■ Sayfa Metni ■
━━━━━━━━

Bizler yani Türkiye de dahil Şam rejiminin devrilmesini yerine seçimle iş başına gelecek ve Suriye Müslüman Kardeşler Teşkilatı (İhvanı Müslimin) nın da içinde olacağı yeni bir yönetim istemiyor muyduk? 

Hayır!

Artık bunun imkansız olduğunu ve Rusya-İran ve Hizbullah a rağmen bunun gerçekleşemeyeceğini görmüştük.
Türkiye olarak artık biz de neredeyse bu üç dinamik kadar Suriye de ki toprak bütünlüğü ve Kamu düzeninin eskisi gibi olmasını müdafaa ediyorduk.

Rusya ve İran gibi Fakat bu artık mümkün değildi...

Suriye nin en az üçte biri yabancı güçlerin üçte biri de PKK-PYD ve ABD nin işgali altında idi.

İşte diktatör gitsin de ne olursa olsun felsefesinin bölgemizi Libya ve Irak tan sonra getirdiği fecaat bu idi.

Kimse Esed ve el muhaberat rejiminden memnun değildi...

━━━━━━━━

■ Verilen Satırlar ■

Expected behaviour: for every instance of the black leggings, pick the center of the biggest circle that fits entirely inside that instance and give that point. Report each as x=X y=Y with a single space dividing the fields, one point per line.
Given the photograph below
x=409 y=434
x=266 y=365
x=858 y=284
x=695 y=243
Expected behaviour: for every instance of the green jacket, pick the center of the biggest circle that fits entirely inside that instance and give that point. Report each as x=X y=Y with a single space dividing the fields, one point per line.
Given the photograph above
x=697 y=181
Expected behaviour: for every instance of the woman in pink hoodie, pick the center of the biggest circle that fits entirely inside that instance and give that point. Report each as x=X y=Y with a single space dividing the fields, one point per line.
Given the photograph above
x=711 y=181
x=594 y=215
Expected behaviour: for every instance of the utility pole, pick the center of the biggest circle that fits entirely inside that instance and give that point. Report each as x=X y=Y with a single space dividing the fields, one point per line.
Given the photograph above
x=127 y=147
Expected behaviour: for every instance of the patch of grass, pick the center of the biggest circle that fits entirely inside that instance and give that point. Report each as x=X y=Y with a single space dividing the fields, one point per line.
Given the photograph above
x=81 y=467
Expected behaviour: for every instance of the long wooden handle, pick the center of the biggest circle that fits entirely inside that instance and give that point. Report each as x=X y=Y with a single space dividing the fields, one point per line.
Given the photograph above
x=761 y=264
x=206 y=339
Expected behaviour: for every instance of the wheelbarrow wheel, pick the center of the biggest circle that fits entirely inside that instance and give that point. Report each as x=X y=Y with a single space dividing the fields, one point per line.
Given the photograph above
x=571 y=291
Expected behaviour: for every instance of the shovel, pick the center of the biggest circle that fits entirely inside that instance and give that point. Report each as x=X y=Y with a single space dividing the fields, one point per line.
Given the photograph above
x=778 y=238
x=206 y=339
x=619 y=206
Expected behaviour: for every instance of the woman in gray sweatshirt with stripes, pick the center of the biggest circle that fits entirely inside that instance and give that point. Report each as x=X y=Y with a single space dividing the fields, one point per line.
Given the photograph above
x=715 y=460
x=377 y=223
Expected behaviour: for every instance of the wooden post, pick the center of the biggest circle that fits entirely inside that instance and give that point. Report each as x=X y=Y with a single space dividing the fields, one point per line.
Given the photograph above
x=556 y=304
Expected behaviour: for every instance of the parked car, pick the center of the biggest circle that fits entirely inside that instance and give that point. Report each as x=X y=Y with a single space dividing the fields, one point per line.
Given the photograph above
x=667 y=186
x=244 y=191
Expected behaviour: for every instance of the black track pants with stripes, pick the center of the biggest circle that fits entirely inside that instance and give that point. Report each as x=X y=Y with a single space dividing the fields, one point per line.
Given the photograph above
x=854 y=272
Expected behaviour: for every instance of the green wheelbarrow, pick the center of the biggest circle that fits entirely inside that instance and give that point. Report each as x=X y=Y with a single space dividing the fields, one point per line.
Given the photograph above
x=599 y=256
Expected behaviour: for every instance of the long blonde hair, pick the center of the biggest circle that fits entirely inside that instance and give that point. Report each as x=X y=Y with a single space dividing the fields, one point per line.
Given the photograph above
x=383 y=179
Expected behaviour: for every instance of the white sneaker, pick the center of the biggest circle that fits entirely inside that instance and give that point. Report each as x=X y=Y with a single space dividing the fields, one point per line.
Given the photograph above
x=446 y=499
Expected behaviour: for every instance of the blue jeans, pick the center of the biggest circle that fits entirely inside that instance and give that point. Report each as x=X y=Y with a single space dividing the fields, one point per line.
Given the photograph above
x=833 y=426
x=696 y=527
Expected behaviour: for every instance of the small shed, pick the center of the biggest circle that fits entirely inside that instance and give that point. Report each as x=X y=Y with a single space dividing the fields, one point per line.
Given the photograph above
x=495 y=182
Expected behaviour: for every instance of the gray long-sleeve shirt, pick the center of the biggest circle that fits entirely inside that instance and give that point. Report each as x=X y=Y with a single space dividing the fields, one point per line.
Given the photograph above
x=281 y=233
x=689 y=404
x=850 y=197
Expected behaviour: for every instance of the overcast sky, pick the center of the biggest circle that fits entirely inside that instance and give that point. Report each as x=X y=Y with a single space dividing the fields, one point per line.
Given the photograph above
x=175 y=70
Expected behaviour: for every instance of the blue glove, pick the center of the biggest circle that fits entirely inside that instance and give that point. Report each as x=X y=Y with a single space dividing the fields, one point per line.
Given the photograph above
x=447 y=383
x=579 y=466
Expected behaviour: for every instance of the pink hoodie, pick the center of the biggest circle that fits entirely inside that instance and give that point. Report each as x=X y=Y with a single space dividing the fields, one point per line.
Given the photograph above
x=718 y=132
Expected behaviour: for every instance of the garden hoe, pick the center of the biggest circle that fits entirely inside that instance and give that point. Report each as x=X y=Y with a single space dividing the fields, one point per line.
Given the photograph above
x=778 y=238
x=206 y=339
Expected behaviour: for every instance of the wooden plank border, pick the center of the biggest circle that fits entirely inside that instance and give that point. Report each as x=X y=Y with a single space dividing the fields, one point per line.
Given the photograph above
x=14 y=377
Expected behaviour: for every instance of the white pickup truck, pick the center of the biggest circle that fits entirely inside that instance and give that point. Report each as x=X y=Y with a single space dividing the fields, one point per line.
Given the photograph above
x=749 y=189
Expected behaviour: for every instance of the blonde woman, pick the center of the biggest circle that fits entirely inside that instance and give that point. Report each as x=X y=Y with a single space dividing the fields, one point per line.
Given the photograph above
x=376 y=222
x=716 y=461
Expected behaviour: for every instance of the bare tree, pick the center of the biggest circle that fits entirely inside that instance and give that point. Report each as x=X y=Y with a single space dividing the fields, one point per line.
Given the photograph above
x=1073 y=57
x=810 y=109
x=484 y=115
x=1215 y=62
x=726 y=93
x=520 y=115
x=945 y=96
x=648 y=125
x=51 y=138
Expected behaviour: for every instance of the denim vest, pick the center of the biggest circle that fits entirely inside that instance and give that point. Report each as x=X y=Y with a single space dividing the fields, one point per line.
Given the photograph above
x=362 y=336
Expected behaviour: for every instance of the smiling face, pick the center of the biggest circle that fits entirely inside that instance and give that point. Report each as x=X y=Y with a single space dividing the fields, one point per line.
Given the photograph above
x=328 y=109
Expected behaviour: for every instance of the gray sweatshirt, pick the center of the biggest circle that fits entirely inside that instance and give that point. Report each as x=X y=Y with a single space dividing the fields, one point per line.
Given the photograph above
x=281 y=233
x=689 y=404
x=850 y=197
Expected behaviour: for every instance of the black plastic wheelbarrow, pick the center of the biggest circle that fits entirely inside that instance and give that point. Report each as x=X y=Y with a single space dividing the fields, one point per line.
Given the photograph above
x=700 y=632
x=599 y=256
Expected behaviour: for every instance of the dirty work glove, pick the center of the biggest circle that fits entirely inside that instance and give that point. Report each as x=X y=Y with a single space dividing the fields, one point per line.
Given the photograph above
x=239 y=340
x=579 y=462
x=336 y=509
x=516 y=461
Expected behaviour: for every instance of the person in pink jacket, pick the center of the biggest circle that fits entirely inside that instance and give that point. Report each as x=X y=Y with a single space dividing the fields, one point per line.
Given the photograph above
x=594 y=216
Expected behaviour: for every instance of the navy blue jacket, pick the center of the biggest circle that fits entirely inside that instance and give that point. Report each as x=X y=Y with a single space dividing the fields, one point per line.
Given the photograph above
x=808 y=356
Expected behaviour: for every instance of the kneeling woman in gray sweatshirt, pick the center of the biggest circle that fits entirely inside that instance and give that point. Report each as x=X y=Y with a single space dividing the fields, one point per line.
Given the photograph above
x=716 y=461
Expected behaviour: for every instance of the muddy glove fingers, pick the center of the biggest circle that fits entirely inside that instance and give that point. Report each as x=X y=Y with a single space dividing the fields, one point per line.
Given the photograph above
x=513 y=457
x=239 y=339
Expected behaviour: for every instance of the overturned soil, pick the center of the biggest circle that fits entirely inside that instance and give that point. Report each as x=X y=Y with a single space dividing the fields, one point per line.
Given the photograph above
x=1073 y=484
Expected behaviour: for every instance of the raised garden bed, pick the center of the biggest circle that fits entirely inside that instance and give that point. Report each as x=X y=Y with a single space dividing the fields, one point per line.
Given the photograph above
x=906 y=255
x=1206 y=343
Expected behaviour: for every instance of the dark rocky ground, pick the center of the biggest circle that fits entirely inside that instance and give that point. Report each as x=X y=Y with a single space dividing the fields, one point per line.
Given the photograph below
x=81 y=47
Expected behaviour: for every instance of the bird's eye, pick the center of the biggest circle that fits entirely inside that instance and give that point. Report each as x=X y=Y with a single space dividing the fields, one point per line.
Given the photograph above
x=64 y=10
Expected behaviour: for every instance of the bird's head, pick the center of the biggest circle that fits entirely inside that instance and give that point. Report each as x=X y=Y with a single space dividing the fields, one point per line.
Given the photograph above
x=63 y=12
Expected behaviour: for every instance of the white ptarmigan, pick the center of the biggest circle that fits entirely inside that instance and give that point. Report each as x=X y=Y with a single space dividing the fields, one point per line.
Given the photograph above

━━━━━━━━

■ Verilen Görevler ■
A: Suriye hakkındaki metne göre Suriye'nin en az üçte biri kimlerin işgali altındaydı?
B: Suriye hakkındaki metinden "Rusya ve İran" ile başlayıp "rejiminden memnun değildi..." ile biten bölümü aynen çıkarın.
C: Suriye hakkındaki metni bittiği yerden devam ettirerek yazın.
Satırların bu işte hiçbir rolü yoktur.

■ Verilen Cevaplar ■
A: Yabancı güçlerin işgali altındaydı.

B:
Rusya ve İran gibi Fakat bu artık mümkün değildi...

Suriye nin en az üçte biri yabancı güçlerin üçte biri de PKK-PYD ve ABD nin işgali altında idi.

İşte diktatör gitsin de ne olursa olsun felsefesinin bölgemizi Libya ve Irak tan sonra getirdiği fecaat bu idi.

Kimse Esed ve el muhaberat rejiminden memnun değildi...

C:
Ama gelinen durum Esed diktatörlüğüne rahmet olacak noktasında idi.

Suriye de kamu düzeni kalmamış ve ülke emperyalist güçler ve terör örgütlerinin işgali ile paramparça olmuştu.
Aynı Libya ve Irak ta olduğu gibi... 

Nasıl ki Kaddafi nin Libya sı ile Saddam ın Irak ı bugünün Libya sı ve Irak ın dan iyi idi.
Aynı şekilde dünün Suriye si de bugünün Suriyesi hatta hepimiz tarafından aranır hale gelmişti...
Yani gelen gideni aratmıştı...

Boşa dememiş atalarımız Allah Beterinden Saklasın diye!

Şimdi bu kadar uzun girizgahtan sonra gelelim Nasralllah ın Siyonist İsrail rejimince katledilmesine ve Suriye de ki İran Hizbullah etkilerine; Sünni ve İhvan ı Müslimin yanlısı tüm Dünya Müslümanlarının haklı sebeplerle Suriye iç savaşında Şam-Esed rejimi yanında taraf olan Hizbullah a ve genel sekreteri Nasrallah a kızgın ve kırgın olmaları normaldir
Çünkü İç savaşta Esed rejimine karşı mücadele eden Sünni İhvan ile bu örgüt çarpışmış ve sayısız müslüman ölmüş öldürülmüştü. 

Şimdi ben şunu soracağım?

Bu iç savaşta taraf olan İran ve Hizbullah ın amacı ne idi?

Kısa ve net cevap; 

Suriye rejiminin devamı ve toprak bütünlüğü...

Pekala bizim Türkiye Cumhuriyeti olarak şu an amacımız ne?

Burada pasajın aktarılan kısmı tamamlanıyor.